▶ **TASK DETAILS**:
Exactly as written, copy every line from the one containing "Query: canyon" through the end of the records, with the pictures left out.

(Dataset entries)
▼▼▼
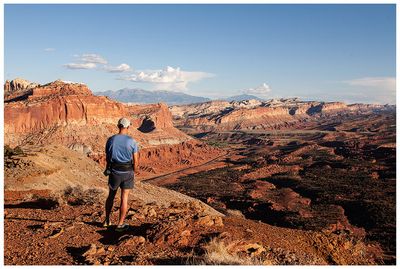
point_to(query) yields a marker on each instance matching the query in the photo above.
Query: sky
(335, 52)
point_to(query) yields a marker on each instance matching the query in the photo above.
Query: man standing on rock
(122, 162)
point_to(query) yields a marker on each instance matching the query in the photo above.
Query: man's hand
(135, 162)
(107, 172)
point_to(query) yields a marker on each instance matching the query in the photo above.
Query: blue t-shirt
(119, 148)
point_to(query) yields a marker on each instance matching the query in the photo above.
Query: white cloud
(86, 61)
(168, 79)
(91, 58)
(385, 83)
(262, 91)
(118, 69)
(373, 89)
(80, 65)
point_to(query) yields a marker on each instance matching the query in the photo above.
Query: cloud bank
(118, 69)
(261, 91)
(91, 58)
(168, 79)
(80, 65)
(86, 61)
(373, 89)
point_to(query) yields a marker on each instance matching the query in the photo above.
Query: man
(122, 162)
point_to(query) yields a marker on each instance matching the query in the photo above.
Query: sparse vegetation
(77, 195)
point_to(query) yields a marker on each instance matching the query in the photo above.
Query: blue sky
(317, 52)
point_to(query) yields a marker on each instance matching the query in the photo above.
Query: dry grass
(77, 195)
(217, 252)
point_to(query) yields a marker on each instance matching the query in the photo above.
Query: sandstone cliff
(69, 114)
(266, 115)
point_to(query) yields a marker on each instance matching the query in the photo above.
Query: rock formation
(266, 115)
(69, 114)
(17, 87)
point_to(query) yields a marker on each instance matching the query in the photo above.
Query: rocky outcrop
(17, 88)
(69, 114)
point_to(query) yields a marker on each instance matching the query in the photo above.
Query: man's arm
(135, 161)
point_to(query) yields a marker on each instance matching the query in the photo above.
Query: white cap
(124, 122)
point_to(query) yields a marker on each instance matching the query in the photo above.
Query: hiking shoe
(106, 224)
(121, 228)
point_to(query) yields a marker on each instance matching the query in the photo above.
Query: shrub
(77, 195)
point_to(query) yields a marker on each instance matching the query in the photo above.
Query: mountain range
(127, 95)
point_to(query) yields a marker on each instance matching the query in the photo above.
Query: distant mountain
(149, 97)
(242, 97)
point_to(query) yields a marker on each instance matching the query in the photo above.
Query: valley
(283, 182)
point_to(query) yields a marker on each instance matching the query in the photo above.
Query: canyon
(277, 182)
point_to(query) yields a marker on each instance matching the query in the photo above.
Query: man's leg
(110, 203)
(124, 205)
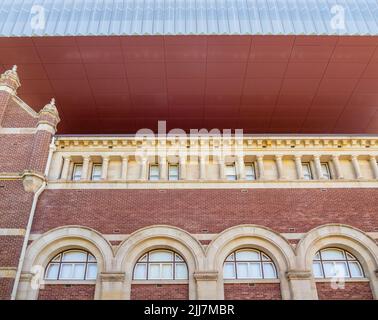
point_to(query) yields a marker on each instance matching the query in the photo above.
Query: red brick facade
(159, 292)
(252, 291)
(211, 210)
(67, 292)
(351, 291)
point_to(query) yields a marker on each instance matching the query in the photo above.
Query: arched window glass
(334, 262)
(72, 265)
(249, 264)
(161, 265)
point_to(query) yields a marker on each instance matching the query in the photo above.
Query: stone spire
▲▲▲
▶ **TASK ANSWER**:
Query: canyon
(277, 182)
point_to(query) yields a marker on each instance matching the query in the photo above.
Query: man's leg
(110, 203)
(124, 205)
point_to(query) yields a marker on each instance matching the query in the photo above.
Query: red brick facade
(159, 292)
(252, 291)
(211, 210)
(67, 292)
(351, 291)
point_to(query) yields a marker on each instance matching the query in the photo above.
Query: arched window glass
(334, 262)
(72, 265)
(249, 264)
(161, 265)
point_to(query) yields a marker on each instance matching the query in the photo above.
Query: stone spire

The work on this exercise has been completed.